(Exercise)
Repeat all entries below exactly as shown.

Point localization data
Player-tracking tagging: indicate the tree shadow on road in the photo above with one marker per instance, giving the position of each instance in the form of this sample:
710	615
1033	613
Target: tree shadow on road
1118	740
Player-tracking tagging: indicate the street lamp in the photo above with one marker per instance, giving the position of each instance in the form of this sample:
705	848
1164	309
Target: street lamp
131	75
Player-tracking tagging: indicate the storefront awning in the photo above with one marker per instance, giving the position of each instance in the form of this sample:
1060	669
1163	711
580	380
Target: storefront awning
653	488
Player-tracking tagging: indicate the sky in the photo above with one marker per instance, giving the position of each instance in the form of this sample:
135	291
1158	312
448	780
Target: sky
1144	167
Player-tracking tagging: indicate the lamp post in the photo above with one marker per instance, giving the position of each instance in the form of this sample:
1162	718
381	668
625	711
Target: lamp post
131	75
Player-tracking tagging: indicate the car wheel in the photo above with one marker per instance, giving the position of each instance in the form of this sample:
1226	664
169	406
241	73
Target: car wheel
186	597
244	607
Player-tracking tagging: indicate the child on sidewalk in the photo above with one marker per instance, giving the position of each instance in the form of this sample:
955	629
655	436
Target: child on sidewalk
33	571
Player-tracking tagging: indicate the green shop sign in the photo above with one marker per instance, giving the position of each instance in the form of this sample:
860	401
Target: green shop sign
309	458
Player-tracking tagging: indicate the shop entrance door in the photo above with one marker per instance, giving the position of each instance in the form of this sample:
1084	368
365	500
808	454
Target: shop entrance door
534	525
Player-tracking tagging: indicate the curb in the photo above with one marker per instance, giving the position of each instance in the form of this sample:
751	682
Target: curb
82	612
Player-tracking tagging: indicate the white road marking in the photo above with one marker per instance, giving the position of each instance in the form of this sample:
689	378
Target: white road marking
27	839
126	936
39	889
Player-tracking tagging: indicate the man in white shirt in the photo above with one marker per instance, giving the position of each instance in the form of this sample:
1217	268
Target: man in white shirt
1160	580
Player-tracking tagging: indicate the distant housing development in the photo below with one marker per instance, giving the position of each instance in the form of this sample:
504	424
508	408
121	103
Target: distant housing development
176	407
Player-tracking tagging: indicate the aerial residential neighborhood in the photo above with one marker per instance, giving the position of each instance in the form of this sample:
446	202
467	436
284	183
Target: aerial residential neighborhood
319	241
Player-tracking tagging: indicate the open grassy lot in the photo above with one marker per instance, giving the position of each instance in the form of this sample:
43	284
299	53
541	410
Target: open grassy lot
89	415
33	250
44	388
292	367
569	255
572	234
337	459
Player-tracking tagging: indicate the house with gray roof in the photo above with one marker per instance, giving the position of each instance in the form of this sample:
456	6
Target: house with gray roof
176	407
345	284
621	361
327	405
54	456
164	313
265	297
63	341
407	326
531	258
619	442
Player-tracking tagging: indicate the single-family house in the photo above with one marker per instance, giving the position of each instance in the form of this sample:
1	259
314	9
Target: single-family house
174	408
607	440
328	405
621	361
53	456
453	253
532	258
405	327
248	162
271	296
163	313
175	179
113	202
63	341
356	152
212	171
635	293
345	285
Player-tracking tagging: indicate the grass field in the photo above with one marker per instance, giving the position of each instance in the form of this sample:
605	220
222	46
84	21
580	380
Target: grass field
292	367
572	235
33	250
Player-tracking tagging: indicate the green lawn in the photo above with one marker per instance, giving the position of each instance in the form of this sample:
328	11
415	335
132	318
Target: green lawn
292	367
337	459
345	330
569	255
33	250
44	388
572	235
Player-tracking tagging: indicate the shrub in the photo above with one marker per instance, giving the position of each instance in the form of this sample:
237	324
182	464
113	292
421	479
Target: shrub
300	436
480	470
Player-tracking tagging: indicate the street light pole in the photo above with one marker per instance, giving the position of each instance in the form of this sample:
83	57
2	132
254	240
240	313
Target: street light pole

(Solution to the exercise)
Player-tracking tagging: indicate the tree shadow on road in the photo above with one marker per instance, giving the position of each instance in the form of this sample:
710	615
1033	613
Target: tree shadow on road
1118	740
Player-tracking tagging: indicate the street lamp in the photo above with one marker per instance, giving the position of each instance in the form of this sample:
705	848
1164	309
Target: street lamp
131	75
Player-tracking tagging: indicate the storefront awning in the photo above with one marker per instance, giving the position of each instance in the form of this sample:
1060	669
1163	711
580	380
Target: storefront awning
653	488
Player-tracking tagging: indicate the sky in the photo above with one marker per instance, giving the position of each instance in the form of this sample:
135	291
1158	312
448	780
Target: sky
1144	167
Player-tracking tagging: indicate the lamp post in the photo above with one marker per instance, giving the position of each instance in the form of this sample:
1162	718
381	668
625	711
Target: lamp post
131	75
Player-tracking tagging: indicate the car wheel in the photo above with one marker per instance, giving the position of each instance in the form of this sample:
1226	664
169	406
241	73
Target: car wheel
186	597
244	607
Player-tracking tagging: indicate the child on sidewalk in the photo above with one marker per instance, giving the position of each instance in the form of this sample:
955	629
655	436
Target: child on sidewalk
33	571
Player-tracking tagging: indicate the green shop sign in the photo above with one marker per instance, giving the position of each instance in the form of this sample:
860	401
Target: green shop sign
309	458
Player-tracking tagging: indicate the shop entrance door in the photo above with one marker per instance, giving the position of each instance in the form of this sample:
1084	368
365	500
808	454
Target: shop entrance door
534	525
Player-tracking tagging: indicate the curb in the photo above with one marker per instance, giving the position of each instance in the form of this sample:
751	682
Target: curb
82	612
Player-tracking tagging: indicate the white road marking in the photo above with one marker per instance, giving the position of each instance in the form of this sample:
689	378
Target: white road marking
27	839
126	936
39	889
Player-tracking tagging: indicate the man in white shirt in the photo above with one marker per instance, giving the position of each instance in the form of this sample:
1217	268
Target: man in white shirt
1160	580
Player-tracking tagging: indicate the distant housing development in the photo below with one marker per instance, giving the position of each instance in the form of this sample:
504	424
508	408
121	103
Target: distant housing development
176	407
Player-tracking tagging: indicate the aerial residential neighborhood in the photo above with one marker per instance, giving the position of each instance in the form of this sample:
446	202
467	436
284	183
Target: aerial residential neighborhood
319	241
Player-tracking tagging: indicate the open grassy lot in the photo above with one marker per instance, giving the position of each instance in the form of this sample:
43	284
299	53
541	410
Target: open grassy lot
89	415
33	250
44	388
292	367
569	255
572	234
337	459
Player-tracking tagging: indicate the house with gray roof in the photo above with one marker per instance, giving the position of each instance in the form of this sample:
456	6
Target: house with gray roof
176	407
345	284
621	361
327	405
54	456
164	313
265	297
63	341
407	326
531	258
619	442
Player-tracking tagging: indicate the single-family house in the photo above with one marker per instance, giving the position of each instance in the form of this sample:
1	259
314	9
Target: single-family house
174	408
607	440
328	405
621	361
53	456
453	253
532	258
405	327
248	162
271	296
163	313
175	179
113	202
63	341
356	152
212	171
635	293
345	285
Player-tracking tagging: indicate the grass field in the photo above with one marker per instance, giving the position of each instance in the form of this sample:
605	220
222	46
84	21
580	380
Target: grass field
292	367
572	235
33	250
Player-tracking tagging: indicate the green lawn in the photo above with one marker per instance, giving the position of each instance in the form of this sample:
328	11
415	335
132	318
Target: green lawn
292	367
337	459
345	330
569	255
33	250
44	388
572	235
Player-tracking tagging: indicate the shrub in the photo above with one marker per instance, giving the position of each instance in the form of this sample:
237	324
182	464
113	292
421	479
Target: shrub
300	436
480	470
Player-tracking tagging: indicate the street light pole in the photo above with one marker per instance, giving the position of each instance in the form of this sample:
83	57
2	132
254	240
240	313
Target: street light pole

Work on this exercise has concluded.